_Exercise requirements_
Quote the lines below word for word, starting with the line that contains "Mark the region of every instance of the patterned" and ending with the line that contains "4L284 136L280 159L269", both included.

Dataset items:
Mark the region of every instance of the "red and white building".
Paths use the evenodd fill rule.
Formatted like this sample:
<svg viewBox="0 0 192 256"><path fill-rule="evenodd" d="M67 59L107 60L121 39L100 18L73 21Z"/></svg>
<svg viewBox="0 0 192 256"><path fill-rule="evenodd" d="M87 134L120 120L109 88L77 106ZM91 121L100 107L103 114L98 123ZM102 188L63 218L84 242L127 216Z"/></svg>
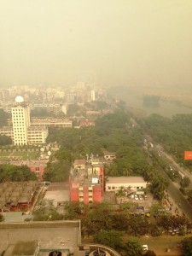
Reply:
<svg viewBox="0 0 192 256"><path fill-rule="evenodd" d="M76 160L71 170L69 187L71 201L102 202L104 195L103 164Z"/></svg>

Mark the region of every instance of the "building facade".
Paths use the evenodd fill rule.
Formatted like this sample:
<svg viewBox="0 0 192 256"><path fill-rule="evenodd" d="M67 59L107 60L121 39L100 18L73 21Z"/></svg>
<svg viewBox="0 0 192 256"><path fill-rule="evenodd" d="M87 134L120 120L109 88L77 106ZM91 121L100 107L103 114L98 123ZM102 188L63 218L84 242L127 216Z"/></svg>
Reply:
<svg viewBox="0 0 192 256"><path fill-rule="evenodd" d="M16 106L11 109L11 113L15 145L27 145L30 126L29 107L24 102L16 102Z"/></svg>
<svg viewBox="0 0 192 256"><path fill-rule="evenodd" d="M103 165L76 160L71 170L69 187L71 201L102 202L104 195Z"/></svg>

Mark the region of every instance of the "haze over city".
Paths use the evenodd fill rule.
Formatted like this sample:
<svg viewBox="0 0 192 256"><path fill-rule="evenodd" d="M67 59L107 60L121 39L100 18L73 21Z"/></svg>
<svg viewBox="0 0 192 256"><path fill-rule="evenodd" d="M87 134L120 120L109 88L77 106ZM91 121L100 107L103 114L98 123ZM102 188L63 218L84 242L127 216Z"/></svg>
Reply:
<svg viewBox="0 0 192 256"><path fill-rule="evenodd" d="M0 85L182 89L191 31L190 0L1 0Z"/></svg>

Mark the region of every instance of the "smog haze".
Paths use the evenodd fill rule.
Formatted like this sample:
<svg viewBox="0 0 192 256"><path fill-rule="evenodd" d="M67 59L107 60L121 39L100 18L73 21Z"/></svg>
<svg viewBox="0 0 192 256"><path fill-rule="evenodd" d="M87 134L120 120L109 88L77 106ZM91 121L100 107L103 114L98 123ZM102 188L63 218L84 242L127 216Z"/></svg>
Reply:
<svg viewBox="0 0 192 256"><path fill-rule="evenodd" d="M0 84L189 86L191 32L191 0L1 0Z"/></svg>

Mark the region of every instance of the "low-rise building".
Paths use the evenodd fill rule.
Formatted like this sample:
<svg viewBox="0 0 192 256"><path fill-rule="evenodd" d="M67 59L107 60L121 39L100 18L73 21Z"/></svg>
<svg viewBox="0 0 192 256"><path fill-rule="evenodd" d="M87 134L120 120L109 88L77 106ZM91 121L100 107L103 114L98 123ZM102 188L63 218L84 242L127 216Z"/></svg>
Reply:
<svg viewBox="0 0 192 256"><path fill-rule="evenodd" d="M69 178L70 201L85 204L102 202L104 195L104 166L77 160Z"/></svg>
<svg viewBox="0 0 192 256"><path fill-rule="evenodd" d="M140 176L108 177L105 189L106 191L118 191L124 189L142 194L147 184L148 183Z"/></svg>

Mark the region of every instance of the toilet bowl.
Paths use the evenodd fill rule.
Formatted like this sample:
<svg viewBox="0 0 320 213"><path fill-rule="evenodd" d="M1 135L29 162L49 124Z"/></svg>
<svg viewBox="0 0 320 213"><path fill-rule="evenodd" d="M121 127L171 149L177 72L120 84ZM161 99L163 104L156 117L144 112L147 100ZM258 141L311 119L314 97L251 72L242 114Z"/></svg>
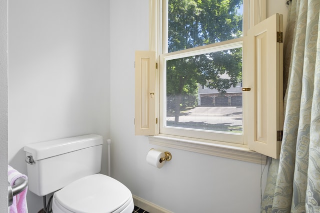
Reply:
<svg viewBox="0 0 320 213"><path fill-rule="evenodd" d="M130 191L100 174L80 179L56 192L52 205L54 213L132 213L134 208Z"/></svg>
<svg viewBox="0 0 320 213"><path fill-rule="evenodd" d="M54 193L54 213L131 213L130 190L98 174L103 139L86 135L26 146L28 190L38 196Z"/></svg>

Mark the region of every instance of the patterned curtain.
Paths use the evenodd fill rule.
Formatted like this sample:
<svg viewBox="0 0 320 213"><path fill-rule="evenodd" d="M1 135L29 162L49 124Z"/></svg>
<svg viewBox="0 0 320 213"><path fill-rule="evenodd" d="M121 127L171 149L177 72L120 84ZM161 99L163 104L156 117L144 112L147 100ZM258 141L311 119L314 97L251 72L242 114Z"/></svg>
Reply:
<svg viewBox="0 0 320 213"><path fill-rule="evenodd" d="M288 4L284 136L280 159L269 167L261 213L320 213L320 0Z"/></svg>

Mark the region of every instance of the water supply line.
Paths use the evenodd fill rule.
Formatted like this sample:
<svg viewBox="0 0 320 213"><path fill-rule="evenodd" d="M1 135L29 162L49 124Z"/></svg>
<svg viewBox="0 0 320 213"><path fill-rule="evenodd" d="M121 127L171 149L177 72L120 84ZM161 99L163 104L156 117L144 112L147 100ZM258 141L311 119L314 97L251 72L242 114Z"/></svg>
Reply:
<svg viewBox="0 0 320 213"><path fill-rule="evenodd" d="M111 144L111 140L107 139L106 143L108 144L108 176L111 177L111 163L110 159L110 144Z"/></svg>

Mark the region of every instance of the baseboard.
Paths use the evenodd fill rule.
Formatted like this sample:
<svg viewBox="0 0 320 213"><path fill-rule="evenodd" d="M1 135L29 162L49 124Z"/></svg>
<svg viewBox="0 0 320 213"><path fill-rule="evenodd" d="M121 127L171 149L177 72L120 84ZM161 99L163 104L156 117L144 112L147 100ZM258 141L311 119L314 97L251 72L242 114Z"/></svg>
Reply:
<svg viewBox="0 0 320 213"><path fill-rule="evenodd" d="M136 206L150 213L172 213L172 212L170 212L135 195L133 195L132 197L134 206Z"/></svg>

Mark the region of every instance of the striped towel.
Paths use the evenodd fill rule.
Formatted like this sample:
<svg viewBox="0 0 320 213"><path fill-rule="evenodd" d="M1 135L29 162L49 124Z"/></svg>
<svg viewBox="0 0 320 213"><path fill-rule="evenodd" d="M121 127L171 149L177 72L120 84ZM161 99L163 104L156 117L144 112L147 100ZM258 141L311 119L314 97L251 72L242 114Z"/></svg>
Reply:
<svg viewBox="0 0 320 213"><path fill-rule="evenodd" d="M20 173L8 165L8 181L12 186L14 185L14 182L16 179L21 177L28 180L26 176ZM28 208L26 199L27 191L28 187L20 193L14 197L12 205L10 207L10 213L28 213Z"/></svg>

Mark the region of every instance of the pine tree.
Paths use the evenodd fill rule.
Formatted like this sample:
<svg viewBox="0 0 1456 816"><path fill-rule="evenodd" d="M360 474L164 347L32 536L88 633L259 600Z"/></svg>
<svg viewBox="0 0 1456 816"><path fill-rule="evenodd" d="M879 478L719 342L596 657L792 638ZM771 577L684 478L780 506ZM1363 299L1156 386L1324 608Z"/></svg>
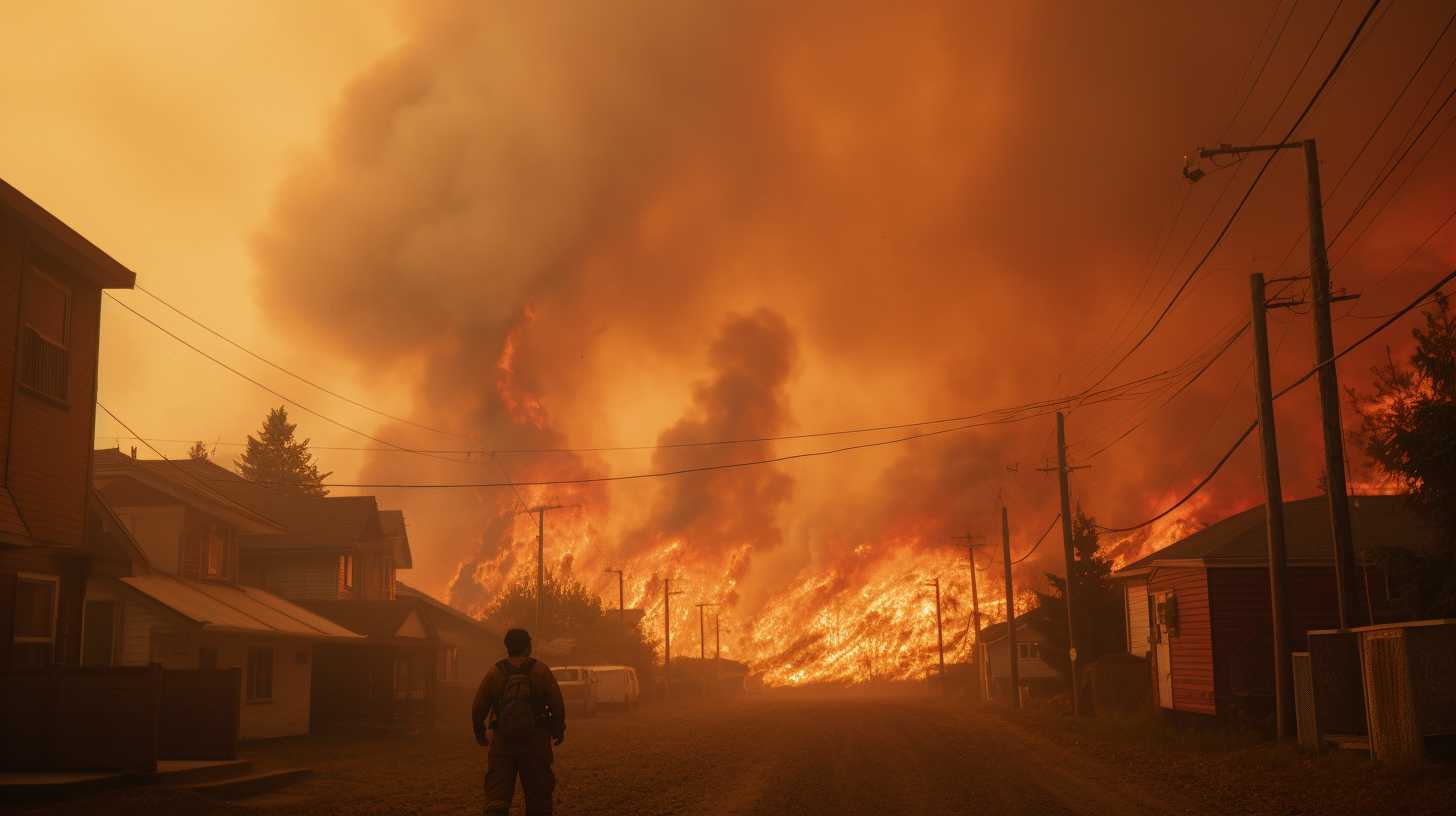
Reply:
<svg viewBox="0 0 1456 816"><path fill-rule="evenodd" d="M1096 519L1077 507L1072 516L1072 580L1076 586L1076 613L1079 624L1080 654L1077 663L1086 666L1098 657L1121 651L1123 644L1123 593L1112 583L1112 560L1102 554ZM1032 613L1042 627L1048 643L1041 647L1041 659L1059 672L1070 672L1067 654L1067 581L1061 576L1047 573L1050 593L1037 593L1037 609Z"/></svg>
<svg viewBox="0 0 1456 816"><path fill-rule="evenodd" d="M248 449L237 459L237 472L248 481L265 484L281 493L328 495L323 479L309 453L309 440L294 442L296 424L288 421L288 409L280 405L268 412L258 436L248 437Z"/></svg>
<svg viewBox="0 0 1456 816"><path fill-rule="evenodd" d="M1433 552L1380 546L1370 555L1412 616L1446 618L1456 615L1456 312L1439 294L1424 316L1406 364L1386 350L1372 392L1351 389L1350 399L1366 456L1440 532Z"/></svg>

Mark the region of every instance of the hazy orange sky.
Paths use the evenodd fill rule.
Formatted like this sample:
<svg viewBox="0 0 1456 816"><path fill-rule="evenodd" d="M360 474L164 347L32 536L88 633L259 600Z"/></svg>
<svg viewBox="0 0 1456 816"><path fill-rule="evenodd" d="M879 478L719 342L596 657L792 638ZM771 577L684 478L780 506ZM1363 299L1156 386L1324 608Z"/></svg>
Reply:
<svg viewBox="0 0 1456 816"><path fill-rule="evenodd" d="M249 240L297 154L317 143L344 85L397 45L390 9L348 0L0 1L0 176L143 286L317 373L314 357L259 318ZM227 353L144 296L115 294ZM105 305L102 338L99 396L141 434L236 442L278 404L114 303ZM360 389L347 367L331 364L326 376ZM368 396L405 407L405 395L387 389ZM322 443L358 443L309 430ZM100 415L99 446L112 444L109 433L125 431ZM167 455L183 449L163 446ZM220 447L218 459L233 453ZM344 475L358 458L331 465Z"/></svg>
<svg viewBox="0 0 1456 816"><path fill-rule="evenodd" d="M0 0L0 176L217 329L479 444L964 415L1095 377L1257 166L1190 189L1181 157L1281 136L1364 6ZM1456 36L1437 42L1361 153L1449 13L1441 0L1388 3L1306 121L1300 136L1321 140L1329 224L1356 210L1423 101L1449 85ZM1286 15L1287 35L1241 105ZM1366 291L1366 315L1402 305L1456 255L1447 232L1395 270L1452 205L1446 121L1379 227L1354 243L1356 224L1337 242L1337 284ZM1303 245L1286 252L1303 203L1302 165L1281 157L1114 380L1182 363L1246 319L1248 272L1296 274ZM400 444L446 444L269 372L141 293L118 297L332 417ZM1287 382L1312 360L1307 316L1273 322L1274 379ZM1337 342L1370 325L1338 321ZM1380 345L1408 344L1408 326L1347 358L1342 383L1361 385ZM1246 340L1233 348L1166 408L1075 412L1075 458L1150 417L1077 472L1075 498L1104 523L1128 523L1207 472L1252 414ZM204 442L243 439L278 404L114 305L100 399L141 434ZM1290 497L1313 493L1322 468L1313 407L1309 386L1278 405ZM316 444L373 444L291 412ZM632 567L629 602L686 570L702 597L807 618L869 599L862 587L920 586L900 570L960 568L945 535L994 530L997 497L1012 506L1016 549L1028 546L1056 511L1054 482L1035 471L1050 428L1038 418L581 491L566 498L587 507L552 522L550 557L601 592L600 567ZM125 436L99 418L98 443L109 434ZM511 466L526 478L625 474L812 444ZM186 442L160 446L181 455ZM1187 517L1255 501L1257 456L1246 444ZM320 459L336 481L499 478L479 459ZM441 595L454 586L463 606L486 603L533 549L510 491L371 493L411 520L411 578ZM1059 558L1048 546L1022 574L1038 581ZM818 595L794 595L805 587Z"/></svg>

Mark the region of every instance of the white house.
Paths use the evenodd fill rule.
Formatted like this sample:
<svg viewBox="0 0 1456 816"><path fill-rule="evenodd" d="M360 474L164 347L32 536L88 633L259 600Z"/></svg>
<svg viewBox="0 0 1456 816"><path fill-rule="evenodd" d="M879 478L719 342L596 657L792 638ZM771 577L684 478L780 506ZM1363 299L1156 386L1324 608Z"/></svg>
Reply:
<svg viewBox="0 0 1456 816"><path fill-rule="evenodd" d="M314 647L363 637L239 584L237 535L280 527L188 465L96 452L82 662L239 669L240 739L307 734Z"/></svg>

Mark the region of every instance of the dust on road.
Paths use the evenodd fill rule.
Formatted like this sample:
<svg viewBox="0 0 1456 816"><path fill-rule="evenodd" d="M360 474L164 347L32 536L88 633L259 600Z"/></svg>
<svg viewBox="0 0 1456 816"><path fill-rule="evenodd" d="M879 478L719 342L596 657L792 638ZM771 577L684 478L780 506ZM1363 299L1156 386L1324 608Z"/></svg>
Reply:
<svg viewBox="0 0 1456 816"><path fill-rule="evenodd" d="M1125 752L1102 755L1085 742L1066 743L1054 730L993 710L919 697L788 694L728 705L660 705L571 723L556 755L558 813L1325 812L1307 793L1293 799L1313 809L1267 797L1255 807L1200 796L1197 780L1150 780L1143 771L1156 755L1128 762ZM485 752L466 723L456 734L309 739L252 746L245 755L262 766L309 765L316 775L240 803L131 790L48 806L35 816L459 815L479 813L482 804Z"/></svg>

_Expected output_
Mark the region of every instance of the patterned curtain.
Paths use the evenodd fill rule.
Formatted like this sample:
<svg viewBox="0 0 320 213"><path fill-rule="evenodd" d="M1 135L29 162L49 124Z"/></svg>
<svg viewBox="0 0 320 213"><path fill-rule="evenodd" d="M121 127L171 149L177 72L120 84ZM161 99L163 104L156 117L144 112L147 100ZM258 141L311 119L314 97L251 72L242 114Z"/></svg>
Reply:
<svg viewBox="0 0 320 213"><path fill-rule="evenodd" d="M288 4L284 136L280 159L269 167L261 213L320 213L320 0Z"/></svg>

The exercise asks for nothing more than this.